» **THE PROBLEM**:
Transcribe the part of the filing excerpt on mercury and regional haze rules below, starting with "Minnesota Mercury Legislation" and going on through "these generating facilities.".
--- START OF TEXT PASSAGE ---
Minnesota Mercury Legislation — In May 2006, the Minnesota legislature enacted the Mercury Emissions Reduction Act of 2006 (Act) providing a process for plans, implementation and cost recovery for utility efforts to curb mercury emissions at certain power plants.  For NSP-Minnesota, the Act covers units at the A. S. King and Sherco generating facilities.  NSP-Minnesota installed and is operating and maintaining continuous mercury emission monitoring systems at these generating facilities.

 

In November 2008, the MPUC approved and ordered the implementation of the Sherco Unit 3 and A. S. King mercury emission reduction plans.  A sorbent injection control system was installed at Sherco Unit 3 in December 2009, with installation at A. S. King scheduled for December 2010.  In November 2009, the MPUC authorized NSP-Minnesota to collect approximately $3.5 million from customers through a mercury rider in 2010.

 

In December 2009, NSP-Minnesota filed its mercury control plan at Sherco Units 1 and 2 with the MPUC and the Minnesota Pollution Control Agency (MPCA).  In June 2010, the MPCA filed its comments on the Sherco Unit 1 and 2 mercury plan and believes the plan to be appropriate under the Act.  The MPUC has 180 days to either approve or disapprove the plan.  Assuming that the plan is approved, NSP-Minnesota expects to file for recovery of the costs to implement the plan through the mercury cost recovery rider.

 

Regional Haze Rules  In June 2005, the EPA finalized amendments to the July 1999 regional haze rules.  These amendments apply to the provisions of the regional haze rule that require emission controls, known as best available retrofit technology (BART), for industrial facilities emitting air pollutants that reduce visibility by causing or contributing to regional haze.

 

NSP-Minnesota submitted its BART alternatives analysis for Sherco Units 1 and 2 in October 2006.  The MPCA reviewed the BART analyses for all units in Minnesota and determined that overall, compliance with CAIR is better than BART.  The MPCA completed their BART determination and proposed SO2 and NOx limits in the draft state implementation plan (SIP) that are equivalent to the reductions made under CAIR.

 

In October 2009, the U. S. Department of the Interior certified that a portion of the visibility impairment in Voyageurs and Isle Royale National Parks is reasonably attributable to emissions from NSP-Minnesota’s Sherco Units 1 and 2.  The EPA is required to make its own determination as to whether Sherco Units 1 and 2 cause or contribute to visibility impairment and, if so, whether the level of controls proposed by MPCA is appropriate.

 

The MPCA determined that this certification does not alter the proposed SIP.  The SIP proposes BART controls for the Sherco generating facilities that are designed to improve visibility in the national parks, but does not require Selective Catalytic Reduction (SCR) on Units 1 and 2.  The MPCA concluded that the minor visibility benefits derived from SCR do not outweigh the substantial costs.  In December 2009, the MPCA Citizens Board approved the SIP, which has been submitted to the EPA for approval.  The EPA is expected to complete its review of the SIP, as well as the Sherco Units 1 and 2 BART determination before the end of 2010.
--- END OF TEXT PASSAGE ---
--- START OF EXTRACTED MATERIAL ---
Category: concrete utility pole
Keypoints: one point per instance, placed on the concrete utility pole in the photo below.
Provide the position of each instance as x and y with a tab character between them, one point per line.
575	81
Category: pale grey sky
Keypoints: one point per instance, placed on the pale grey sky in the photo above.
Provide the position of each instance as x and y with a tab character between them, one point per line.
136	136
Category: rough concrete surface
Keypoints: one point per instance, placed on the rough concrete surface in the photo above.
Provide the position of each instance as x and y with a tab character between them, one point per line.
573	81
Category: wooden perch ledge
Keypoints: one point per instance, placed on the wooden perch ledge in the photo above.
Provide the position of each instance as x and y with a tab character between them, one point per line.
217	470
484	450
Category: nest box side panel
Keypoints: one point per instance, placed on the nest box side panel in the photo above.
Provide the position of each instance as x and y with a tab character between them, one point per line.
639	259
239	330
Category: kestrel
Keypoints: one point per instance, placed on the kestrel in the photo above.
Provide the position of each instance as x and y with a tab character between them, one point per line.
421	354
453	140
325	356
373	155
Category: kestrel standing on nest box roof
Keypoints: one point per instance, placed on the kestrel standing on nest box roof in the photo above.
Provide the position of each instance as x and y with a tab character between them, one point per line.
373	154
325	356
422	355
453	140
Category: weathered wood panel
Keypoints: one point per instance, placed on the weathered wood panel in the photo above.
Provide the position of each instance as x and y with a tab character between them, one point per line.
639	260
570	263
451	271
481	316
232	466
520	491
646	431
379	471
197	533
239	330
--- END OF EXTRACTED MATERIAL ---
--- START OF EXTRACTED MATERIAL ---
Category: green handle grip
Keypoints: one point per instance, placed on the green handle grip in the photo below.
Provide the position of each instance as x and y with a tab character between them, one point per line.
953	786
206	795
--- END OF EXTRACTED MATERIAL ---
--- START OF EXTRACTED MATERIAL ---
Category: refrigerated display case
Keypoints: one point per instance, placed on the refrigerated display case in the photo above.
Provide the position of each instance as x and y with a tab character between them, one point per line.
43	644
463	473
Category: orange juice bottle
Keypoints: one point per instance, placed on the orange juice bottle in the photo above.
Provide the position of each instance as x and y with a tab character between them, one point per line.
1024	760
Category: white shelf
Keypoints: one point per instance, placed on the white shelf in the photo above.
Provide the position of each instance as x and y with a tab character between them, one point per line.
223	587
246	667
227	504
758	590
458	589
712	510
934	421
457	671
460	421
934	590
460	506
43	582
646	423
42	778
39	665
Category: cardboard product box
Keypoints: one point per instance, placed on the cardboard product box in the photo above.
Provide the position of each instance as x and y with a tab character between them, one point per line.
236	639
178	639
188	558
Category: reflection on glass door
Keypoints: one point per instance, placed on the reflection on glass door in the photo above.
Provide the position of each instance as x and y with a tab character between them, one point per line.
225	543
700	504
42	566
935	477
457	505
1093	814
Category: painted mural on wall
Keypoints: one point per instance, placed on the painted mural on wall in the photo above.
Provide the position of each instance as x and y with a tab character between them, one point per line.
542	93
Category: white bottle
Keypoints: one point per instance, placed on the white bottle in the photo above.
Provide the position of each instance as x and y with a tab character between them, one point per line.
--- END OF EXTRACTED MATERIAL ---
» **FINAL ANSWER**:
Minnesota Mercury Legislation — In May 2006, the Minnesota legislature enacted the Mercury Emissions Reduction Act of 2006 (Act) providing a process for plans, implementation and cost recovery for utility efforts to curb mercury emissions at certain power plants.  For NSP-Minnesota, the Act covers units at the A. S. King and Sherco generating facilities.  NSP-Minnesota installed and is operating and maintaining continuous mercury emission monitoring systems at these generating facilities.